- EXTRAIT DU TEXTE:
:::::

Jimjilbang

de

« Le seul véritable voyage, le seul bain de Jouvence, ce ne serait pas d’aller vers de nouveaux paysages, mais d’avoir d’autres yeux, de voir l’univers avec les yeux d’un autre, de cent autres, de voir les cent univers que chacun d’eux voit, que chacun d’eux est. » écrit Marcel Proust dans La Prisonnière. Contrairement à une interprétation fréquente de cet extrait, ce n’est pas le déplacement physique que l’écrivain célèbre ici, mais bien le déplacement mental, c’est-à-dire la capacité d’accéder, par le biais de l’art, à la part de ressenti intime d’un individu ; cette portion de vécu ineffable que la seule conversation, limitée par un consensus nécessaire donc indépassable, rend impossible à transmettre.

En ce sens, c’est à un double voyage que nous invite Jérôme Dubois dans Jimjilbang. Le paratexte nous apprend en effet que c’est au retour d’un voyage d’études en Corée du Sud que l’auteur, diplômé des Arts déco de Strasbourg, entreprend cette œuvre pour « se purger d’un malaise profond ». La réalité de cette assertion est sans importance : il s’agit simplement pour Dubois de poser le cadre de son histoire en évitant l’usage de récitatifs dans le corps de sa bande dessinée. La présence d’un narrateur omniscient ou d’un cartouche « C’est dans le cadre d’un voyage d’études que j’étais parti » aurait dénoté une distanciation et, en laissant ainsi la contextualisation à son éditeur, il manifeste le caractère fondamental de la subjectivité dans son travail.

:::::

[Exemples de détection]
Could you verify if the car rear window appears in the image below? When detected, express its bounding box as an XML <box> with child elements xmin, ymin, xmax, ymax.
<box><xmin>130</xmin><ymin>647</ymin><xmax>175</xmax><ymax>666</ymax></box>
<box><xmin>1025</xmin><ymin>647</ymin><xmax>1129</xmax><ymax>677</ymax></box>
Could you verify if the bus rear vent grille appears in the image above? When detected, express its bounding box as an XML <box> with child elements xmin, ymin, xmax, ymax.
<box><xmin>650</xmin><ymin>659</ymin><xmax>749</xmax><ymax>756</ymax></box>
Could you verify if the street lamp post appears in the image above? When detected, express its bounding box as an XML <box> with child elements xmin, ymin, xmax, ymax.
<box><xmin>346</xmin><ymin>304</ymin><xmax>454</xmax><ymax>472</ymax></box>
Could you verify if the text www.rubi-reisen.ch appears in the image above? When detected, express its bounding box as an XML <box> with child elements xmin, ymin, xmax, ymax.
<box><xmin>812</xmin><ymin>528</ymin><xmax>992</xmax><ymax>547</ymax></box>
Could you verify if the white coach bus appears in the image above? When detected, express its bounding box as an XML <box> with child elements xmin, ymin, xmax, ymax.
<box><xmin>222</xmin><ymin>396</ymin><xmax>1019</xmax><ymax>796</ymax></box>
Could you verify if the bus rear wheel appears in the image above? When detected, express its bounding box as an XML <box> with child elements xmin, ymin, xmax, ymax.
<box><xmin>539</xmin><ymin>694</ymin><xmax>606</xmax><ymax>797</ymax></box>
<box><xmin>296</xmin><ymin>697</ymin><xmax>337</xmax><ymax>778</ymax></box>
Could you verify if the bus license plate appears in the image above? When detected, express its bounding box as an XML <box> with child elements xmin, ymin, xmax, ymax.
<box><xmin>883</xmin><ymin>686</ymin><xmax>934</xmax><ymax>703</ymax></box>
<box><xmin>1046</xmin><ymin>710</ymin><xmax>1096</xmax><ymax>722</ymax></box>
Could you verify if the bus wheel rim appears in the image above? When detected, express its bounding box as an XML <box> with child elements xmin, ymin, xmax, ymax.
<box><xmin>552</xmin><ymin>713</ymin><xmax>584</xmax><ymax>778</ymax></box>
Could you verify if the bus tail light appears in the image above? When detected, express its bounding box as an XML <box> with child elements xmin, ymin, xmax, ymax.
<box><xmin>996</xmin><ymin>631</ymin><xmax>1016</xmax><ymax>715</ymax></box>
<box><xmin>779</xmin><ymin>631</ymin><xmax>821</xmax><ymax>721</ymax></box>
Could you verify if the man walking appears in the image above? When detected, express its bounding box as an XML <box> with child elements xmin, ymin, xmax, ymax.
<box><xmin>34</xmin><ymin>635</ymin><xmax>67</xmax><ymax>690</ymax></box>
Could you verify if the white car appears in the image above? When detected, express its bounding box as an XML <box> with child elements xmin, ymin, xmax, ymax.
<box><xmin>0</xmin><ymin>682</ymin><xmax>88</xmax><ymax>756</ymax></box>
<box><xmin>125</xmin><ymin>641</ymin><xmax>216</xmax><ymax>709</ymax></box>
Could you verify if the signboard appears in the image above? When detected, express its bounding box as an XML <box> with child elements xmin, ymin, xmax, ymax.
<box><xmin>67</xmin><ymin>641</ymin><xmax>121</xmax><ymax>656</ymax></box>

:::::

- CONSIGNE 1:
Selon l'extrait, de quelle œuvre de Marcel Proust la citation d'ouverture est-elle tirée ?
- CONSIGNE 2:
Présentez en liste numérotée, sans les lignes vides, les lignes des entrées en partant de celle qui contient « Could you verify if the man » et en continuant jusqu'à la fin des entrées.
L'extrait et les entrées ne proviennent pas de la même source.

- RÉPONSE 1:
De La Prisonnière.

- RÉPONSE 2:
1. Could you verify if the man walking appears in the image above? When detected, express its bounding box as an XML <box> with child elements xmin, ymin, xmax, ymax.
2. <box><xmin>34</xmin><ymin>635</ymin><xmax>67</xmax><ymax>690</ymax></box>
3. Could you verify if the white car appears in the image above? When detected, express its bounding box as an XML <box> with child elements xmin, ymin, xmax, ymax.
4. <box><xmin>0</xmin><ymin>682</ymin><xmax>88</xmax><ymax>756</ymax></box>
5. <box><xmin>125</xmin><ymin>641</ymin><xmax>216</xmax><ymax>709</ymax></box>
6. Could you verify if the signboard appears in the image above? When detected, express its bounding box as an XML <box> with child elements xmin, ymin, xmax, ymax.
7. <box><xmin>67</xmin><ymin>641</ymin><xmax>121</xmax><ymax>656</ymax></box>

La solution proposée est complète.